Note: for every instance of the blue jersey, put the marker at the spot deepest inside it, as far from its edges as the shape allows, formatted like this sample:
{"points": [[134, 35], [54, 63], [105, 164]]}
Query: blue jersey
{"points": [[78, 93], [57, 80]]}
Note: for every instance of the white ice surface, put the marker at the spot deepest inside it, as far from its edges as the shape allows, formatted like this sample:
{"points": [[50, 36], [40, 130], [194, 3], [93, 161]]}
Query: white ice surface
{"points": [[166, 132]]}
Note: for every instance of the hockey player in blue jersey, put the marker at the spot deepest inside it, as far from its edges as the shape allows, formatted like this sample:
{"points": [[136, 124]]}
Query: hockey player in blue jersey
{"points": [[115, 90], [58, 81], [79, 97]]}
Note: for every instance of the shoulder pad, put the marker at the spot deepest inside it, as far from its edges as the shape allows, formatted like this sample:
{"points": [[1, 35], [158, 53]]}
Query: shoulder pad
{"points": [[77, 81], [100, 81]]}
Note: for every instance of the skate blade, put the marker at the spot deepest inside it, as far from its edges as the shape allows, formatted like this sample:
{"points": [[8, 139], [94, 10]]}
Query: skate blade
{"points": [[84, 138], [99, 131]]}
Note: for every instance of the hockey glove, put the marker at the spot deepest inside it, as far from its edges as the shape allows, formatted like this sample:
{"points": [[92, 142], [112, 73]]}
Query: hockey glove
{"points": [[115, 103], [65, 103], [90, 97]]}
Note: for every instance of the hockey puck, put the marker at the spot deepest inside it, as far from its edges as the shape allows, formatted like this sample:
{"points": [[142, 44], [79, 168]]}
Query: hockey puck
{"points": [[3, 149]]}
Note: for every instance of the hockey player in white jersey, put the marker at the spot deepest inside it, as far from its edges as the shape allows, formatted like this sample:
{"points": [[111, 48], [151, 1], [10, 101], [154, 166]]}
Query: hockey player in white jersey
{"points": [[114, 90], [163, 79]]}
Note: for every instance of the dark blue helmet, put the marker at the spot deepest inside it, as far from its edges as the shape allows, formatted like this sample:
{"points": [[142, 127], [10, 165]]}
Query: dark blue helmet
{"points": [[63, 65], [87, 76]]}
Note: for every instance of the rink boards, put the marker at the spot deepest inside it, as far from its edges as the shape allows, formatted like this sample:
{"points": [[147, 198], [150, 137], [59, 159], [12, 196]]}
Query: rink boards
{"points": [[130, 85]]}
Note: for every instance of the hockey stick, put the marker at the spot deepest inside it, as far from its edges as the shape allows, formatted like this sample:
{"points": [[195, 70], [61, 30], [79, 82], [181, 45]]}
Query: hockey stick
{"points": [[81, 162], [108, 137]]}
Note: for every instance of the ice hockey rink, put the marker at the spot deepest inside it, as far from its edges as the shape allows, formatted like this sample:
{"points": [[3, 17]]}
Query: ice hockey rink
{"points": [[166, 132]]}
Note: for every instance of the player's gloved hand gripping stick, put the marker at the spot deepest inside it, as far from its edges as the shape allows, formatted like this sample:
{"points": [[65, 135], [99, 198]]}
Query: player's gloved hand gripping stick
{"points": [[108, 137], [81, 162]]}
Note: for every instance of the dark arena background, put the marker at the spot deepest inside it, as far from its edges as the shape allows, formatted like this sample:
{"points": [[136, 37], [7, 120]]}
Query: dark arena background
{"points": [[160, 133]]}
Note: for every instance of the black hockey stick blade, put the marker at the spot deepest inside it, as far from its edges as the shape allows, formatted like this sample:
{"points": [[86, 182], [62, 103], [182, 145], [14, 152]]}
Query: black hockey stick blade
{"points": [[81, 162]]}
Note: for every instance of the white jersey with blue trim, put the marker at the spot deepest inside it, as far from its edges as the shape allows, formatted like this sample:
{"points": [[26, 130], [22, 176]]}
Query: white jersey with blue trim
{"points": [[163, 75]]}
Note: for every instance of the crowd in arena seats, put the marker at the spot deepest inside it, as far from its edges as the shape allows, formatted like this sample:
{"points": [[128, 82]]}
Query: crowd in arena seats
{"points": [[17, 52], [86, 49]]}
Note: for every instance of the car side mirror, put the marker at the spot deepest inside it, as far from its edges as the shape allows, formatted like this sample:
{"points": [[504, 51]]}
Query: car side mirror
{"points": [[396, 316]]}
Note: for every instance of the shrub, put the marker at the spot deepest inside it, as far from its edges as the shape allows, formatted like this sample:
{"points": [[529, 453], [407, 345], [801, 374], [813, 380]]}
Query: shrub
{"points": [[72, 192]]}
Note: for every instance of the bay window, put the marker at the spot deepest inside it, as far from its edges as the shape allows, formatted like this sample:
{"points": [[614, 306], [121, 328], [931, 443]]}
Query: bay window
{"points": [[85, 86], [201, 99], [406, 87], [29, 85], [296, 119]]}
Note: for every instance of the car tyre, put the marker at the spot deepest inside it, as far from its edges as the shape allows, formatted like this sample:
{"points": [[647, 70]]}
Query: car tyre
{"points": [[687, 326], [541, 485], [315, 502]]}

•••••

Task brief:
Format the stretch of the records that opens with the line containing "Note: for every instance of the player's" and closes with the line containing "Query: player's gloved hand gripping stick" as a JSON list of strings, one string per line, leaving out any blank lines.

The reply:
[
  "Note: for every instance of the player's gloved hand gripping stick, put the marker at the spot deepest inside it, as far from its edges as the shape allows, formatted like this sample:",
  "{\"points\": [[65, 135], [99, 198]]}",
  "Query: player's gloved hand gripping stick"
]